━━━ DATA EXCERPTS

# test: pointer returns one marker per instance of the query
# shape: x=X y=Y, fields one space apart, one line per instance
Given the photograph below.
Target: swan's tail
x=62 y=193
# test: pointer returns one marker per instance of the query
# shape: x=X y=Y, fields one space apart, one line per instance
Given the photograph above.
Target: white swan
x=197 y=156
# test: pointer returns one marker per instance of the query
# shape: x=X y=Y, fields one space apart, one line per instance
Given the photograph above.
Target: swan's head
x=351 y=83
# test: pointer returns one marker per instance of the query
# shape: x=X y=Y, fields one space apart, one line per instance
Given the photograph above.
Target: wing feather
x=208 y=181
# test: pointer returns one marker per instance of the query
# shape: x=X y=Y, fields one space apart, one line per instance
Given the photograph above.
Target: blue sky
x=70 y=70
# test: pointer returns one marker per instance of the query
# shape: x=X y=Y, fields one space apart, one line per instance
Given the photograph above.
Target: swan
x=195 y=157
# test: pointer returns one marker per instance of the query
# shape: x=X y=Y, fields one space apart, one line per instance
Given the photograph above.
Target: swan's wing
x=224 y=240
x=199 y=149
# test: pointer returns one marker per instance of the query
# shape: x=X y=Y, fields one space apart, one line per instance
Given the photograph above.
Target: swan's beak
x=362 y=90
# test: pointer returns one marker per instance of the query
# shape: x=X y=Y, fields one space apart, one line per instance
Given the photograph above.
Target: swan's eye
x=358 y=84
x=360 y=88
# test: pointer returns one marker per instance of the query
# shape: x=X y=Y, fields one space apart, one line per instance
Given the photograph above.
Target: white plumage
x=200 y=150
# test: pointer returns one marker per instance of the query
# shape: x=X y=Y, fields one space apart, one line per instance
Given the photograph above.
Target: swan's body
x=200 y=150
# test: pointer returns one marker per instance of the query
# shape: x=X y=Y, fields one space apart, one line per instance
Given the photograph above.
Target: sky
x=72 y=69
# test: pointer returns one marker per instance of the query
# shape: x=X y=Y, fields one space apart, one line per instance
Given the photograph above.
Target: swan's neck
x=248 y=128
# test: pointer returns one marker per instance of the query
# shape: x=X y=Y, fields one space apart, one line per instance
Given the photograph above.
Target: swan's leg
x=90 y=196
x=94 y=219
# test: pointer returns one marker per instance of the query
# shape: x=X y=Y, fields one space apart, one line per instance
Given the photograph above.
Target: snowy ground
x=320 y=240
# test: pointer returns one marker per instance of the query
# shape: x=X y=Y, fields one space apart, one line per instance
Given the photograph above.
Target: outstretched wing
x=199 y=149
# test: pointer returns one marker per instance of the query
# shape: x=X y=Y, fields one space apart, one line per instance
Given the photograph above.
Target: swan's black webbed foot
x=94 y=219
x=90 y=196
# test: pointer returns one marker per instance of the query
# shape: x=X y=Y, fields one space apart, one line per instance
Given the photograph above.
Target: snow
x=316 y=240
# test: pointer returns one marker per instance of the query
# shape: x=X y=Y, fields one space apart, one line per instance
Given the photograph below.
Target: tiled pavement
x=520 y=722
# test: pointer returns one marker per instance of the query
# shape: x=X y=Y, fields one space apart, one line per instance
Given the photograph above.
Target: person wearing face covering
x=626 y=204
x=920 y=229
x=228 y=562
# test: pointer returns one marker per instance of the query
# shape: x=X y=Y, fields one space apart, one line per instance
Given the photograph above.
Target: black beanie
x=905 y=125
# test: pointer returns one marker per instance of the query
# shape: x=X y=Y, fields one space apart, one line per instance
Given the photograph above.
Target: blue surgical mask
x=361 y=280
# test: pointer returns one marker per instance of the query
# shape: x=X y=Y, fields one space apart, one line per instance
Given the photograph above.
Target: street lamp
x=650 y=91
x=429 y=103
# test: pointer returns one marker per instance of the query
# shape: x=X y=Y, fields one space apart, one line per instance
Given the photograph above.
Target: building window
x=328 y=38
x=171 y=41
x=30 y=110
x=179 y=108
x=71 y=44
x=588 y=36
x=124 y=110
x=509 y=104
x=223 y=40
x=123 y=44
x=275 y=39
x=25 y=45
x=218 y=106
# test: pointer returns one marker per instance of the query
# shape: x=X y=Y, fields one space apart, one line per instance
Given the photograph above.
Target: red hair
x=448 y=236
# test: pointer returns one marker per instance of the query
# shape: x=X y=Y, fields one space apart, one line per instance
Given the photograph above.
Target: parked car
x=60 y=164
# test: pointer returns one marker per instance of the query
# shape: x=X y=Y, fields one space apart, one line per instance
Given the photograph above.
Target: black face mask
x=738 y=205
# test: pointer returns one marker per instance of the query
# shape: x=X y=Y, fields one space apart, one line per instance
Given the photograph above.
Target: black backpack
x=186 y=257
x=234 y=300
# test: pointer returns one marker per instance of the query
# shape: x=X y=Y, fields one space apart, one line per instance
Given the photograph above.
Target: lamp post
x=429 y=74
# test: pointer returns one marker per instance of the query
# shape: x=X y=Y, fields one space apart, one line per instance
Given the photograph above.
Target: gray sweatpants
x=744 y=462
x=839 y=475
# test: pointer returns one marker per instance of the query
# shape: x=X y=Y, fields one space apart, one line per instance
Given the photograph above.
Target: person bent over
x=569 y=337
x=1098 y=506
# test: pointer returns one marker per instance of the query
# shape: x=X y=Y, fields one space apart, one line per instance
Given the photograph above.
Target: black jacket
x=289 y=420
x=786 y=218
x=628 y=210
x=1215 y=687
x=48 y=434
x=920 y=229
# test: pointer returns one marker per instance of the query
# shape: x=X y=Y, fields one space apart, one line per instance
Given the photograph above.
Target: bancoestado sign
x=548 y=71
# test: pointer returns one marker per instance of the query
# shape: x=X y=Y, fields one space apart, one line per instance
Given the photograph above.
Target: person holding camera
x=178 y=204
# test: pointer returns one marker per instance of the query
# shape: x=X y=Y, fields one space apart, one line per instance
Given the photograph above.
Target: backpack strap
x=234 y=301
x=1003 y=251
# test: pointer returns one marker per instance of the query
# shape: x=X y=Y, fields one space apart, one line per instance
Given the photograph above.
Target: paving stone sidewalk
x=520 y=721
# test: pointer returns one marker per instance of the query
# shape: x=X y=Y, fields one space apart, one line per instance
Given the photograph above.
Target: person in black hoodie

━━━━━━

### TASK TO COMPLETE
Please pick out each line of the entries above that contains the word "white", and copy those lines.

### FINAL ANSWER
Target: white swan
Target: white plumage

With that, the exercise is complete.